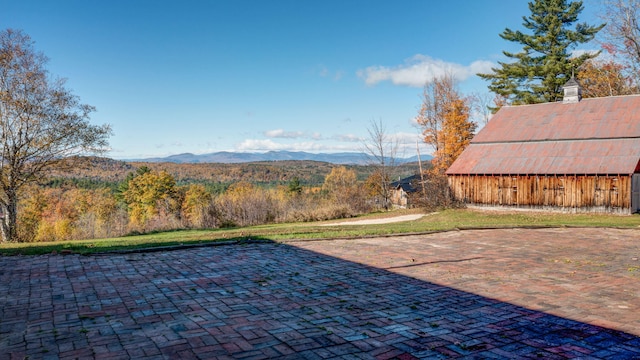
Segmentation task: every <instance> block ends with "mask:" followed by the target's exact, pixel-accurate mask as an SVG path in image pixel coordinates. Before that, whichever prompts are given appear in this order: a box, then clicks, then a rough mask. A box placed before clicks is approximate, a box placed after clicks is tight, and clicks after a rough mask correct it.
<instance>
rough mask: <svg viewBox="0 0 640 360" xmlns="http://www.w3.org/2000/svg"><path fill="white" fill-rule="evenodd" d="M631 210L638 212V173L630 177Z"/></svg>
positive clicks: (639, 174) (638, 207)
mask: <svg viewBox="0 0 640 360" xmlns="http://www.w3.org/2000/svg"><path fill="white" fill-rule="evenodd" d="M631 212H632V213H636V212H640V174H633V177H632V178H631Z"/></svg>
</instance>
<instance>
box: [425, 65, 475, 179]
mask: <svg viewBox="0 0 640 360" xmlns="http://www.w3.org/2000/svg"><path fill="white" fill-rule="evenodd" d="M467 103H468V100H467V99H465V98H463V97H462V96H461V95H460V93H459V92H458V91H457V89H456V86H455V81H454V80H453V77H452V76H451V75H446V76H442V77H440V78H436V79H434V80H433V81H432V82H431V83H428V84H427V85H425V88H424V91H423V98H422V105H421V107H420V111H419V112H418V116H417V117H416V122H417V123H418V124H419V125H420V126H421V128H422V134H423V136H424V141H425V142H426V143H427V144H429V145H431V147H432V148H433V149H434V159H433V161H432V163H433V167H432V170H431V171H432V173H434V174H443V173H444V172H445V171H446V170H447V168H449V166H450V165H451V164H452V163H453V161H454V160H455V159H456V158H457V157H458V156H459V155H460V154H461V153H462V151H463V150H464V149H465V148H466V147H467V145H468V144H469V142H470V141H471V139H472V138H473V135H474V133H475V130H476V124H475V123H474V122H473V121H471V120H470V118H469V106H468V104H467Z"/></svg>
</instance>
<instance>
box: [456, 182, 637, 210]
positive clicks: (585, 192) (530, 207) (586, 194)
mask: <svg viewBox="0 0 640 360" xmlns="http://www.w3.org/2000/svg"><path fill="white" fill-rule="evenodd" d="M449 187H450V188H451V191H452V192H453V195H454V196H455V198H456V199H458V200H462V201H464V202H465V203H467V204H473V205H486V206H513V207H522V208H542V209H545V208H555V209H558V208H559V209H562V210H566V211H579V212H614V213H630V212H631V176H628V175H557V176H553V175H550V176H544V175H542V176H541V175H513V176H510V175H449Z"/></svg>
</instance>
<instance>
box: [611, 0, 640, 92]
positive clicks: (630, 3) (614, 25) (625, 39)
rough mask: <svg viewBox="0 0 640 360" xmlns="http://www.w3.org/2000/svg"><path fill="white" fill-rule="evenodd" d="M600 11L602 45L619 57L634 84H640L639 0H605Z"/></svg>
mask: <svg viewBox="0 0 640 360" xmlns="http://www.w3.org/2000/svg"><path fill="white" fill-rule="evenodd" d="M603 5H604V9H603V11H602V12H601V17H602V20H604V21H606V23H607V25H606V26H605V28H604V31H603V32H604V37H603V38H604V39H603V41H601V43H602V47H603V48H604V49H605V50H607V51H608V52H609V53H610V54H611V55H612V56H614V57H616V58H619V59H620V60H621V62H622V64H623V65H624V66H625V68H627V69H628V71H627V75H628V76H629V77H630V78H632V79H633V81H634V84H636V85H638V84H640V0H606V1H603Z"/></svg>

• WHAT TO WORK ON: Rewrite the listing above with each "positive clicks" replaced by "foreground clicks" and everything else unchanged. Leave the pictures out.

• REPLY TO THE EXERCISE:
Segmentation task: every <instance> block ends with "mask:" followed by the target's exact, pixel-accurate mask as an SVG path in image pixel coordinates. Before that, whichever prompts are given appear in this order: a box, then clicks, then a rough mask. A box placed before clicks is approximate, a box placed after clicks is tight, and clicks after a rough mask correct it.
<instance>
rough mask: <svg viewBox="0 0 640 360" xmlns="http://www.w3.org/2000/svg"><path fill="white" fill-rule="evenodd" d="M631 210L638 212V173L630 177Z"/></svg>
foreground clicks: (639, 174) (638, 207)
mask: <svg viewBox="0 0 640 360" xmlns="http://www.w3.org/2000/svg"><path fill="white" fill-rule="evenodd" d="M631 212H632V213H636V212H640V174H633V177H632V178H631Z"/></svg>
</instance>
<instance>
box: [425, 65, 475, 179]
mask: <svg viewBox="0 0 640 360" xmlns="http://www.w3.org/2000/svg"><path fill="white" fill-rule="evenodd" d="M467 103H468V100H467V99H465V98H463V97H462V96H461V95H460V93H459V92H458V91H457V89H456V86H455V81H454V80H453V77H452V76H451V75H446V76H442V77H440V78H436V79H434V80H433V81H432V82H431V83H428V84H427V85H425V88H424V91H423V98H422V105H421V107H420V111H419V112H418V116H417V117H416V122H417V123H418V124H419V125H420V126H421V128H422V134H423V136H424V141H425V142H426V143H427V144H429V145H431V147H432V148H433V149H434V159H433V161H432V163H433V167H432V170H431V171H432V173H434V174H443V173H444V172H445V171H446V170H447V168H449V166H450V165H451V164H452V163H453V161H454V160H455V159H456V158H457V157H458V156H459V155H460V154H461V153H462V151H463V150H464V149H465V148H466V147H467V145H468V144H469V142H470V141H471V139H472V138H473V135H474V133H475V130H476V124H475V123H474V122H473V121H471V120H470V118H469V106H468V104H467Z"/></svg>
</instance>
<instance>
box: [456, 182, 637, 210]
foreground clicks: (585, 192) (530, 207) (586, 194)
mask: <svg viewBox="0 0 640 360" xmlns="http://www.w3.org/2000/svg"><path fill="white" fill-rule="evenodd" d="M449 187H450V188H451V191H452V192H453V195H454V196H455V198H456V199H458V200H462V201H464V202H465V203H467V204H473V205H486V206H513V207H522V208H542V209H545V208H555V209H558V208H559V209H562V210H566V211H579V212H614V213H630V212H631V176H628V175H557V176H553V175H550V176H544V175H542V176H541V175H513V176H510V175H449Z"/></svg>
</instance>
<instance>
box: [611, 0, 640, 92]
foreground clicks: (630, 3) (614, 25) (625, 39)
rough mask: <svg viewBox="0 0 640 360" xmlns="http://www.w3.org/2000/svg"><path fill="white" fill-rule="evenodd" d="M600 11L602 45L619 57L634 84H640L639 0H605Z"/></svg>
mask: <svg viewBox="0 0 640 360" xmlns="http://www.w3.org/2000/svg"><path fill="white" fill-rule="evenodd" d="M603 5H604V9H603V11H602V12H601V17H602V20H604V21H606V23H607V25H606V26H605V28H604V31H603V32H604V37H603V38H604V39H603V41H601V43H602V47H603V48H604V49H605V50H607V51H608V52H609V53H610V54H611V55H612V56H614V57H616V58H619V59H620V60H621V62H622V64H623V65H624V66H625V68H627V69H628V71H627V75H628V76H629V77H630V78H632V79H633V81H634V84H636V85H638V84H640V0H606V1H603Z"/></svg>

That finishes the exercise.